Which lines in the records below contain the word "every"? Find them, treating uppercase and lowercase as different, and copy each one in full.

(Labeled contour entries)
══════════
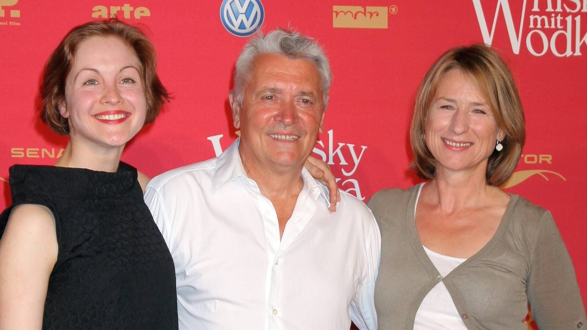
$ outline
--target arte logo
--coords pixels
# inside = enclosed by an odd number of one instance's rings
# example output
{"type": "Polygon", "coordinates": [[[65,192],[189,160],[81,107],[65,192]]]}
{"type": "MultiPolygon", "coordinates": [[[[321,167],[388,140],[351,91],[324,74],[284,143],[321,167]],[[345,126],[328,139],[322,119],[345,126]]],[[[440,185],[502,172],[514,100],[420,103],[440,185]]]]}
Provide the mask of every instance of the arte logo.
{"type": "MultiPolygon", "coordinates": [[[[524,164],[552,164],[552,155],[522,154],[520,157],[520,160],[524,164]]],[[[549,177],[558,177],[562,179],[563,181],[566,181],[565,177],[554,171],[549,170],[525,170],[514,172],[507,181],[501,185],[500,188],[502,189],[511,188],[522,183],[530,177],[535,176],[538,176],[546,181],[549,181],[549,177]]]]}
{"type": "MultiPolygon", "coordinates": [[[[498,17],[502,13],[514,54],[519,53],[523,41],[528,51],[535,56],[541,56],[548,52],[558,57],[579,56],[582,55],[581,47],[587,46],[587,32],[582,31],[585,26],[581,25],[581,15],[587,13],[587,1],[583,0],[582,4],[581,0],[556,0],[555,3],[553,0],[533,0],[531,13],[526,20],[528,0],[522,0],[522,14],[516,31],[508,0],[497,0],[491,32],[481,1],[473,0],[473,6],[483,41],[487,45],[493,42],[498,17]],[[526,26],[531,29],[526,30],[525,33],[526,26]]],[[[587,19],[587,15],[583,16],[584,19],[587,19]]]]}
{"type": "Polygon", "coordinates": [[[387,11],[397,12],[397,6],[332,6],[332,27],[387,28],[387,11]]]}
{"type": "Polygon", "coordinates": [[[220,5],[220,21],[237,36],[249,36],[263,23],[265,12],[259,0],[224,0],[220,5]]]}
{"type": "Polygon", "coordinates": [[[124,4],[122,6],[95,6],[92,9],[92,17],[94,18],[109,18],[111,17],[124,17],[130,18],[130,14],[136,19],[140,19],[143,16],[150,16],[151,11],[147,7],[131,7],[129,4],[124,4]],[[109,12],[108,9],[110,9],[109,12]],[[122,13],[122,14],[119,14],[122,13]]]}
{"type": "MultiPolygon", "coordinates": [[[[322,161],[327,163],[329,165],[338,165],[343,177],[336,178],[337,183],[342,181],[339,184],[340,188],[355,195],[359,200],[364,200],[365,197],[361,194],[359,181],[350,177],[356,171],[367,146],[360,146],[360,147],[356,147],[355,144],[353,143],[337,142],[337,146],[335,149],[334,130],[330,129],[327,133],[328,142],[322,140],[316,142],[318,146],[312,150],[312,152],[315,154],[314,157],[322,159],[322,161]]],[[[220,134],[206,138],[212,143],[212,147],[216,157],[220,156],[222,153],[220,139],[224,135],[220,134]]],[[[240,136],[239,131],[237,132],[237,135],[240,136]]]]}

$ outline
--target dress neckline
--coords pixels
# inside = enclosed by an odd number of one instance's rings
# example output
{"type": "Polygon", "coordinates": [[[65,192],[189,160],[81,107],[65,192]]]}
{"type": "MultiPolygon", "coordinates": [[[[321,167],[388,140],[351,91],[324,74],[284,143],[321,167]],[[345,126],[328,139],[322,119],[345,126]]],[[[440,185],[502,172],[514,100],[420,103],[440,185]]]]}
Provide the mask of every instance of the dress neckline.
{"type": "MultiPolygon", "coordinates": [[[[440,273],[438,272],[438,270],[436,269],[436,267],[435,267],[434,264],[432,263],[430,258],[428,257],[426,251],[424,251],[424,245],[422,244],[421,241],[420,240],[420,236],[418,235],[418,231],[416,228],[416,203],[419,198],[420,192],[422,187],[424,186],[424,183],[420,183],[417,186],[414,187],[414,188],[412,190],[411,195],[410,197],[410,200],[408,202],[407,210],[406,211],[406,225],[408,232],[408,238],[410,241],[410,244],[411,245],[412,248],[414,250],[414,252],[422,262],[422,264],[426,268],[429,273],[431,274],[435,274],[434,276],[436,277],[439,275],[440,273]]],[[[484,254],[486,251],[490,251],[492,248],[493,248],[493,247],[494,247],[495,244],[499,242],[501,237],[503,236],[504,233],[505,233],[506,229],[509,225],[511,218],[511,215],[513,212],[514,207],[517,204],[519,197],[519,196],[518,195],[511,194],[510,195],[510,201],[508,202],[508,204],[505,207],[505,211],[504,212],[504,214],[501,217],[501,220],[500,220],[500,224],[497,227],[497,230],[495,231],[493,236],[492,236],[491,238],[490,239],[487,243],[485,244],[485,245],[484,245],[483,247],[482,247],[479,251],[475,253],[475,254],[467,258],[467,260],[463,261],[463,263],[457,266],[454,269],[455,271],[461,267],[467,267],[467,265],[474,262],[481,256],[484,254]]],[[[451,272],[456,272],[453,271],[451,272]]]]}
{"type": "Polygon", "coordinates": [[[72,199],[112,198],[138,184],[136,169],[120,162],[116,172],[48,165],[14,165],[9,169],[12,199],[35,194],[72,199]],[[67,188],[63,183],[67,182],[67,188]]]}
══════════
WRITTEN RESPONSE:
Provide the mask of every instance of the arte logo.
Provide the mask of every instance of the dress neckline.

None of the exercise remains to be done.